▶ [Extracted text]:
◇ ◇ ◇

A key natural resource that ensures food security, ecological security and sustainable development is cultivable land. Recently, the importance of soil has been increasingly put into focus as the general public also become more aware of it as a non-renewable resource that can be lost quickly if improperly used or managed with very little chance of regeneration. Despite the critical importance of soil productivity, not only as indicator, but also in sustaining life on Earth, knowledge of the spatial and temporal variability of soil from regional to global scales is limited or fragmented. For the creation of effective agricultural and food policies at the regional levels, accurate soil productivity predictions are essential. The limited information on soil productivity hinders national (Farmers’ Soil Conservation Programme, National Rural Development Programme) and international (EU Soil Mission) programs to monitoring its changes and build future scenarios on it.
The Sustainable Development Goals (SDGs) of the United Nations’ Agenda 2030 framework include targets that recommend direct consideration of land and soil resources [1,2,3], which were adopted by all United Nations member states in 2015. Soil resources are linked to the SDGs through several soil functions [2], of which the biomass productivity function is at the core of SDGs 2.3 and 2.4., which explicitly target the sustainable increases in agricultural productivity. Furthermore, biomass productivity is proposed as an indicator of land degradation [4], which is linked to SGD 15.3 [5].
Biomass productivity is conditioned by inherent soil properties, climatic and management factors, thus variable in both space and time [6]. Spatial variability of soil productivity is traditionally assessed within the broad framework of land evaluation [7]. However, land evaluation should also include socio-economic components [8], which are not necessary for soil productivity evaluation. Nevertheless, soil is an integral part of the land with a distinct spatial location and therefore biophysical characteristics of the studied sites, such as climate and relief conditions, need to be taken into account when assessing its productivity [9].
The aim of classical quantitative land evaluation is to establish productivity indices based on actual yields in order to reflect production potentials for taxation and planning purposes [10,11,12,13,14,15,16,17,18]. A similar quantitative approach can be applied to reveal soil biomass productivity, its drivers and changes for monitoring purposes.

◇ ◇ ◇

▶ [Data block]:
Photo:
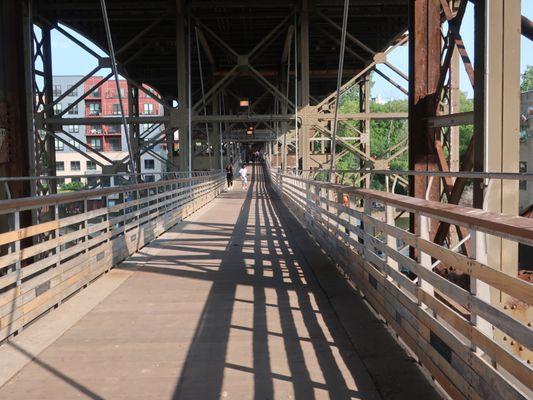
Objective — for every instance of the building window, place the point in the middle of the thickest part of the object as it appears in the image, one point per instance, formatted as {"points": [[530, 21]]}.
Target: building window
{"points": [[95, 143], [114, 144], [113, 129], [149, 164], [74, 143], [58, 145], [94, 108], [74, 109], [74, 92], [522, 167], [148, 108], [73, 128], [96, 129]]}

◇ ◇ ◇

▶ [Problems to solve]:
A – In the soil productivity text, which soil function is at the core of SDGs 2.3 and 2.4?
B – Say whether each statement agrees with the soil productivity text, answering yes or no and quoting the deciding words: (i) The socio-economic components of land evaluation are also needed for soil productivity evaluation. (ii) Biomass productivity has been proposed as an indicator of land degradation. (iii) Knowledge of how soil varies in space and time from regional to global scales is complete.
C – Write the next part of the soil productivity text, starting after its final sentence.

▶ [Task-by-task results]:
A – The biomass productivity function.

B –
(i) No: "which are not necessary for soil productivity evaluation"
(ii) Yes: "biomass productivity is proposed as an indicator of land degradation"
(iii) No: "is limited or fragmented"

C –
Dynamic and simulation models [7,16,19,20,21,22] can provide an alternative to classical productivity evaluation, but their validation still requires measured biomass or yield data. Advantages of the classical data-driven assessment, i.e., where yield is the dependent variable and biophysical factors are independent inputs, are high reliability, explicit spatial validity and easy interpretation. Process-based modeling and statistical modeling are also two frequently employed techniques for forecasting crop yield responses to climate variability. Process-based crop models are effective for predicting crop yields because they simulate physiological processes of crop growth and development in response to environmental factors and management techniques, especially at the field scale [23]. Traditional regression techniques have some drawbacks that can be addressed by statistical modeling techniques based on machine-learning algorithms. Machine-learning techniques have been used increasingly in recent years as niche-based classification modeling tools [24,25,26]. For our analysis we selected the Random Forest (RF) technique [27,28], which uses the Classification and Regression Trees method as the basis for growing multiple classification trees. The study considers high-input agriculture, which is predominant in the country and uses time series information (measured crop yield statistics and satellite-derived biomass productivity indicators).
A scientific-based biomass productivity assessment should be based on a numerical assessment of production potential based on statistical studies. Previous national land evaluation techniques were estimation procedures, which inevitably introduced classification errors. Since the only objective measure of land quality is yield over time, our method is designed with yield as the dependent variable and environmental factors (soil, climate, topography) that affect yield as the independent variables. The method must be designed in such a way that the parameterization process can be repeated as the amount of available data increases, so that the land classification system can be easily revised and refined at any time on the basis of changes in production conditions.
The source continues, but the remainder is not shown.